Data excerpts:
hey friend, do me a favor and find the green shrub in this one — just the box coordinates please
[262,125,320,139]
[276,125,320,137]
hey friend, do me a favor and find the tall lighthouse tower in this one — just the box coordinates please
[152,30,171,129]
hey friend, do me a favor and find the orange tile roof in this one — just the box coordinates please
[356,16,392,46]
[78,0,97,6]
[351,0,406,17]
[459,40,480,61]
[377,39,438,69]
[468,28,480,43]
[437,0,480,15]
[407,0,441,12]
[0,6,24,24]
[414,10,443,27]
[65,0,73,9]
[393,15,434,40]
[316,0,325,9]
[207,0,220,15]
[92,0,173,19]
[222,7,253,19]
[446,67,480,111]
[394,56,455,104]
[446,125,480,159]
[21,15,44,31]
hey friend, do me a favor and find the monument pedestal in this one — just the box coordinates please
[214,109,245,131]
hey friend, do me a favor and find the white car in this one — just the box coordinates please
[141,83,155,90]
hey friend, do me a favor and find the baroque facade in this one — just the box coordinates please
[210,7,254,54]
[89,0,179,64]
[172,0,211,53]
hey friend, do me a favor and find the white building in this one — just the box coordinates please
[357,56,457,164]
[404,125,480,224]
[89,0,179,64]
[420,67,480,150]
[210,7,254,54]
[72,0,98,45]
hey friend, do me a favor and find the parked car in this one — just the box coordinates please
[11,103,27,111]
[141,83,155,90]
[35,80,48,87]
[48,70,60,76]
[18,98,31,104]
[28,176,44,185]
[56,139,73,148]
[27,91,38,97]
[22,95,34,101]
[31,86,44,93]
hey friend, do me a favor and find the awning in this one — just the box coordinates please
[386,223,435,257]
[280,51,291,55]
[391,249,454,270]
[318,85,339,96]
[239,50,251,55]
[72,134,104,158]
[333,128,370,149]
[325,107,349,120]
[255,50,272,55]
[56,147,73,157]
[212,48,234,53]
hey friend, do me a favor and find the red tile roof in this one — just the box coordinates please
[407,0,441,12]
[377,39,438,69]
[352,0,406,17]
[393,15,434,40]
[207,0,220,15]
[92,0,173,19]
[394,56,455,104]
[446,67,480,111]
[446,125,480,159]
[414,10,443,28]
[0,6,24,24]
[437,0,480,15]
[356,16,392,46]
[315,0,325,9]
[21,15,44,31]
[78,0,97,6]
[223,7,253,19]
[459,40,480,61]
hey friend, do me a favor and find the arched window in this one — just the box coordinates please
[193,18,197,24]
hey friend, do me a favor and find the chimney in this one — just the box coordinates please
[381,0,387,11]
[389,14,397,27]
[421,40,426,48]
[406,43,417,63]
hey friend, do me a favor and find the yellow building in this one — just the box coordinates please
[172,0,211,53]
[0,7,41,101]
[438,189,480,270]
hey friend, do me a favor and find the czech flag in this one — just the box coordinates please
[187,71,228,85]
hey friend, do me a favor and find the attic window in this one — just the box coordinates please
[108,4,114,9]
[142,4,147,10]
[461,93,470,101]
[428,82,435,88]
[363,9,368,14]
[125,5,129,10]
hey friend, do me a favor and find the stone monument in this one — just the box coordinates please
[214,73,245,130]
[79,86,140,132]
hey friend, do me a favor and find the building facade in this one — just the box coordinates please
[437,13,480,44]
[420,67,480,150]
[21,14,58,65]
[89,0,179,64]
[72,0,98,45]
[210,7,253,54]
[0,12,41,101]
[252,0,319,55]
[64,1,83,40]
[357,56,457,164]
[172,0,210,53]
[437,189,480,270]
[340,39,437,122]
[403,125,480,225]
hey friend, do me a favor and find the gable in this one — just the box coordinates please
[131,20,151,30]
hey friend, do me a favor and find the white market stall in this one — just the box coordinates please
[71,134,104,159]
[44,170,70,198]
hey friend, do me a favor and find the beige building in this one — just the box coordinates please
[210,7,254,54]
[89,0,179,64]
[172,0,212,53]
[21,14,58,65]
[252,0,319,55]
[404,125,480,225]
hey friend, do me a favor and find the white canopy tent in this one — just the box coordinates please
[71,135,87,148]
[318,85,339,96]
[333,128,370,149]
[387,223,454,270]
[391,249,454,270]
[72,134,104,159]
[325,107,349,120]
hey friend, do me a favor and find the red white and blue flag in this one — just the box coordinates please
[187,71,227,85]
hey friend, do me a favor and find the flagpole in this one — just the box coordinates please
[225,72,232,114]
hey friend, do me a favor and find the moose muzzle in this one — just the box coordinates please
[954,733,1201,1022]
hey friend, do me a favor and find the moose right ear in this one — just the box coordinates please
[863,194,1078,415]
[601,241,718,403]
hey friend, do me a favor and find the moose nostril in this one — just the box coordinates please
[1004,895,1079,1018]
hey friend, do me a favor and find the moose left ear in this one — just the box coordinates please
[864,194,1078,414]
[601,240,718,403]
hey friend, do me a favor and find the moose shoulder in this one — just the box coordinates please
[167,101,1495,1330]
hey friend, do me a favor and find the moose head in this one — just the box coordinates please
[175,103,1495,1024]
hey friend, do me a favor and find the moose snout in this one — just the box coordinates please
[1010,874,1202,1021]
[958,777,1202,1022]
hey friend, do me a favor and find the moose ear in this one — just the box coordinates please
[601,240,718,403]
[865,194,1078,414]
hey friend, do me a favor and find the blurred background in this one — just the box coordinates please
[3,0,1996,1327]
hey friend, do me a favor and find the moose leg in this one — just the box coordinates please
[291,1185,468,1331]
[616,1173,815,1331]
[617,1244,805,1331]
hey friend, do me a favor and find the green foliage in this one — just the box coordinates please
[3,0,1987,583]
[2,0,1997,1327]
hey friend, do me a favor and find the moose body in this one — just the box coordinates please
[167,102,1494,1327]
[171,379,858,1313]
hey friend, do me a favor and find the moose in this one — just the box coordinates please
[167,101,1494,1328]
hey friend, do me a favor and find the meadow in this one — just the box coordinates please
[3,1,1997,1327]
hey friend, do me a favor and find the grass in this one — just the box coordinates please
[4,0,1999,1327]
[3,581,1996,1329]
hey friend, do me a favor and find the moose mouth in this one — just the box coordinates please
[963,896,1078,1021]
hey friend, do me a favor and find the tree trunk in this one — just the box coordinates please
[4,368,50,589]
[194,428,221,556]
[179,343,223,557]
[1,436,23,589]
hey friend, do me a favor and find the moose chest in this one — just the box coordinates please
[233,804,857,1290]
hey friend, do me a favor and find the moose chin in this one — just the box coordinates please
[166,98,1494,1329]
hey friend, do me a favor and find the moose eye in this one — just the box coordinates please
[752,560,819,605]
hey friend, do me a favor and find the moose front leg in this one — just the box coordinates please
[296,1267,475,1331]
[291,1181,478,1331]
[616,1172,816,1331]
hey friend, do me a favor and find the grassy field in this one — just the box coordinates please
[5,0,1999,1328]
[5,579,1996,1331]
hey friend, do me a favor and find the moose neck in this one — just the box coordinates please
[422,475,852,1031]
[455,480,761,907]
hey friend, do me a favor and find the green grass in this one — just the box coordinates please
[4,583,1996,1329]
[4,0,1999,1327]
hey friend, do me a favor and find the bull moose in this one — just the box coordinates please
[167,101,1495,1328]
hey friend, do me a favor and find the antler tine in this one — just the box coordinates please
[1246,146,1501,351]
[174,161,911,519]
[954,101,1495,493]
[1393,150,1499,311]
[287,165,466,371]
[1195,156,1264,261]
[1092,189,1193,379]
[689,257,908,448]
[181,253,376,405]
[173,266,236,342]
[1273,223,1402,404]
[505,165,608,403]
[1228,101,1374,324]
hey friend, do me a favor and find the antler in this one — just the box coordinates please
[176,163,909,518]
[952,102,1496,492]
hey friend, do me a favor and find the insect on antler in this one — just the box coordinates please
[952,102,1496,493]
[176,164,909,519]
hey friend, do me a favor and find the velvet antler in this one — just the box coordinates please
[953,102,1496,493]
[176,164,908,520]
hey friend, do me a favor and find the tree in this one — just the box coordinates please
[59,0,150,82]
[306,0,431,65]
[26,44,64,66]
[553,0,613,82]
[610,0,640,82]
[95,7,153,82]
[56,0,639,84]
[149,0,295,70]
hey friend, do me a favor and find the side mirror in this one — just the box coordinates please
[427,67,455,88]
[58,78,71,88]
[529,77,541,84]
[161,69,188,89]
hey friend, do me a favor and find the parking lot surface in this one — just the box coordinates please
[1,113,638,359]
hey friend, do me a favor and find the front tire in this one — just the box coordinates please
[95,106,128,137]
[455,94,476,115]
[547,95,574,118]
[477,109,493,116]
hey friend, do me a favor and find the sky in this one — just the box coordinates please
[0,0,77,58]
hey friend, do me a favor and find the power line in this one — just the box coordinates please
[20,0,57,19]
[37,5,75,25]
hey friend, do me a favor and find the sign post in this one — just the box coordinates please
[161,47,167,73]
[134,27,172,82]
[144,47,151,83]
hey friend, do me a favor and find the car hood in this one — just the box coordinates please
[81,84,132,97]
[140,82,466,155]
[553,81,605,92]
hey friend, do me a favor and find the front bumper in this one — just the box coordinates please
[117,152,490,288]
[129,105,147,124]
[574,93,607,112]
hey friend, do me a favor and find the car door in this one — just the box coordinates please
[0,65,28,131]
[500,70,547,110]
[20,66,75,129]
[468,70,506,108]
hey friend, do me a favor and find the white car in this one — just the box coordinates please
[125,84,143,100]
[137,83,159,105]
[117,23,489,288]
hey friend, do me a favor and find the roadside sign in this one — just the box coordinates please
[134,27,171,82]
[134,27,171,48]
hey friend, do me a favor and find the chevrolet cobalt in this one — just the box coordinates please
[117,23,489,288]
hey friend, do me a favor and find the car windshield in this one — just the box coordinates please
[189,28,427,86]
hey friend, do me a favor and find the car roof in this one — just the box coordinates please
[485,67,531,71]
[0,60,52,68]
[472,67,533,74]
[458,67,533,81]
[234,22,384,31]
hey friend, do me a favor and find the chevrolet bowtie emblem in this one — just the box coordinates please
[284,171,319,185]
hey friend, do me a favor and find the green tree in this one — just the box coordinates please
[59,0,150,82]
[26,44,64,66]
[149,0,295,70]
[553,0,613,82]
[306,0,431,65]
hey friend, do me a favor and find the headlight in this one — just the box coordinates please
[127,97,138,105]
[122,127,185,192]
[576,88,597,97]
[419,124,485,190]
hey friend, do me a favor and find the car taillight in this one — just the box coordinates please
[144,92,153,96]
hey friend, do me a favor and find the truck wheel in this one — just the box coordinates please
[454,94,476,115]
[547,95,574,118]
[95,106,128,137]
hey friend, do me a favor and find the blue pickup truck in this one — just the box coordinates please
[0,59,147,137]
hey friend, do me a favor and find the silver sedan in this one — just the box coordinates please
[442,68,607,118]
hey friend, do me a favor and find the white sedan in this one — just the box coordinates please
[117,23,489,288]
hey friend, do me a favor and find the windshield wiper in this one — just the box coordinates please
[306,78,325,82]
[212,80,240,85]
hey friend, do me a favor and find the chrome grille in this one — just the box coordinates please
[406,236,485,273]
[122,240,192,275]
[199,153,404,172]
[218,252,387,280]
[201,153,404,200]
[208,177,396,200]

• _Task description_
From the line containing "hey friend, do me a favor and find the headlight" down to the last line of the records above, print every line exactly, with both ends kept.

• _Result of the task_
hey friend, do me a favor and find the headlight in this one — just the box coordinates please
[127,97,138,105]
[122,127,185,192]
[576,88,597,97]
[419,124,485,190]
hey friend, do me a favor and find the car taillight in this one — just the box coordinates please
[144,92,153,96]
hey friend, do me a favor and find the truck wheel in this one — just the box coordinates please
[454,94,476,115]
[547,95,574,118]
[95,106,128,137]
hey friend, do me a favor and find the blue pickup truck in this one — just the box coordinates please
[0,59,147,137]
hey friend, do me a favor and find the silver sedan in this one — just the box coordinates please
[442,68,607,118]
hey friend, do me a favor and find the white sedan in this one — just the box coordinates please
[117,23,489,288]
hey friend, do me a favor and find the windshield wiper in this one — just the box coordinates please
[306,78,325,82]
[212,80,240,85]
hey friend, do me a favor and find the chrome grille in this one — just the box coordinates please
[406,236,485,273]
[122,240,192,275]
[199,153,404,172]
[218,252,387,280]
[201,153,404,200]
[208,177,396,200]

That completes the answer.